→ **WHAT NEEDS TO BE DONE**
Only the number is wanted: how many lines of the listing below contain "brown"?

→ **THE DATA**
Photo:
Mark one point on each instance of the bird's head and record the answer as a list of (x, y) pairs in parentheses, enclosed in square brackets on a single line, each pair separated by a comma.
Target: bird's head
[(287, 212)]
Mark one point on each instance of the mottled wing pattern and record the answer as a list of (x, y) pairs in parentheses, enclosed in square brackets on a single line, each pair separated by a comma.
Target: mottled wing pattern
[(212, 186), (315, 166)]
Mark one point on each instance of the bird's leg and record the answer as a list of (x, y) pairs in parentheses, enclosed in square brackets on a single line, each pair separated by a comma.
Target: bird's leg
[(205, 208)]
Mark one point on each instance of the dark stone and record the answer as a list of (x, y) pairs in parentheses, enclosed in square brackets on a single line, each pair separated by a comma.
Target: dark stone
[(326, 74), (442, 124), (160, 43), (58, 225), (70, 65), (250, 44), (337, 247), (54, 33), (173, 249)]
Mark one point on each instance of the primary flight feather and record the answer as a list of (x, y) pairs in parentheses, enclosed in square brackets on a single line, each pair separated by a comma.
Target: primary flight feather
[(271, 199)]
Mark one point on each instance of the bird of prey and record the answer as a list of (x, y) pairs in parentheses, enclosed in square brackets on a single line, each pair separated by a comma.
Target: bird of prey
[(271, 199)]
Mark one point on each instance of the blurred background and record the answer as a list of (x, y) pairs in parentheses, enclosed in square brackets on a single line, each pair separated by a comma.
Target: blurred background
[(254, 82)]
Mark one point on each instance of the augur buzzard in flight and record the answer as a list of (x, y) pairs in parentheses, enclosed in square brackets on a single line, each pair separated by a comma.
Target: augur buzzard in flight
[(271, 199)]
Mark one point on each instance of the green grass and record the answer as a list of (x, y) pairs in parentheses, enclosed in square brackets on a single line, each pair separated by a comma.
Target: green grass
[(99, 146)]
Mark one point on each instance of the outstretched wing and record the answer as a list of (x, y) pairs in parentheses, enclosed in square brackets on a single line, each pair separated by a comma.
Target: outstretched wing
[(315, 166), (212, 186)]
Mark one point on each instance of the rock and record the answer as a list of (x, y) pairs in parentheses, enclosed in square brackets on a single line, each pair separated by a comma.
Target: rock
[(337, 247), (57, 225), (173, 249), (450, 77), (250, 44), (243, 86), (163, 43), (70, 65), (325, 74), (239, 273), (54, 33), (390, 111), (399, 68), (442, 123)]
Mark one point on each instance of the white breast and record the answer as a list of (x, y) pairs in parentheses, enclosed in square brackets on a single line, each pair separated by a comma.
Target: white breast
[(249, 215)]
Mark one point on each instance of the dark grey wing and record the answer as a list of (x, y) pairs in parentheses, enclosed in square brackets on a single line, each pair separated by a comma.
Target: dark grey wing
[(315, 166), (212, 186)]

--

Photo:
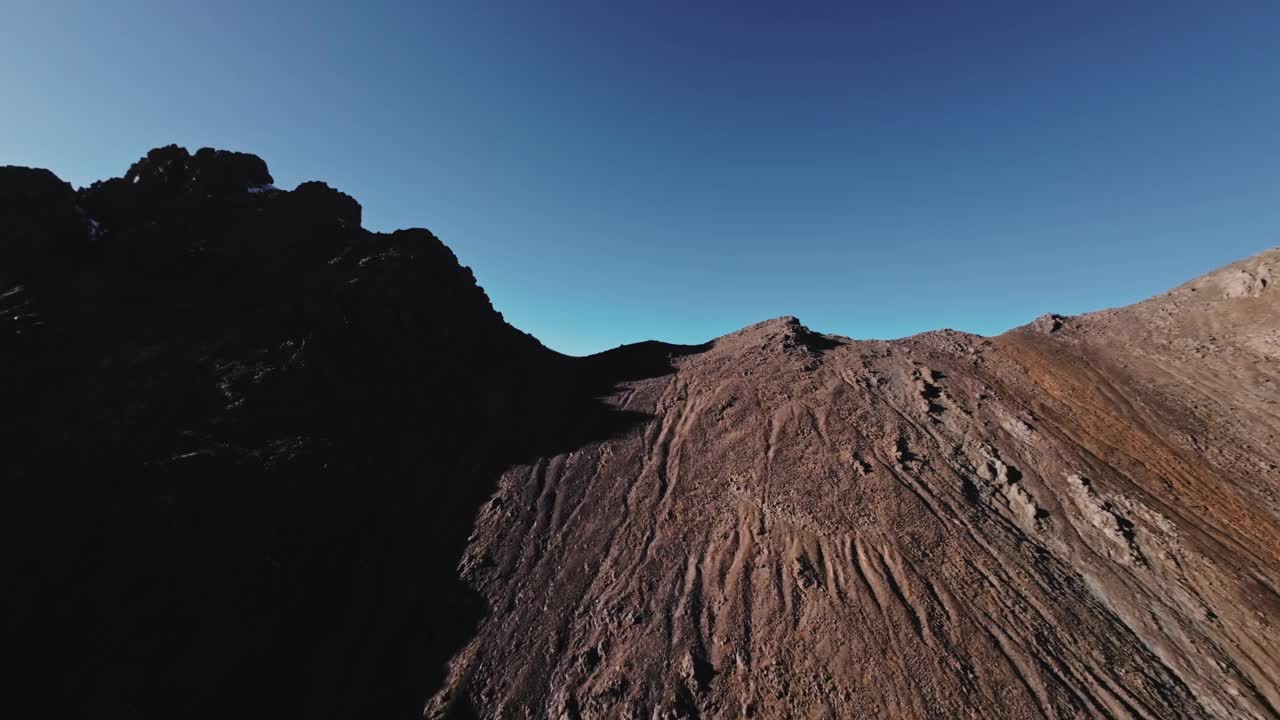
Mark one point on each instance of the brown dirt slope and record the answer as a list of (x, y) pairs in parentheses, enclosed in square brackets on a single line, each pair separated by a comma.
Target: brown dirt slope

→ **RESPONSE AREA**
2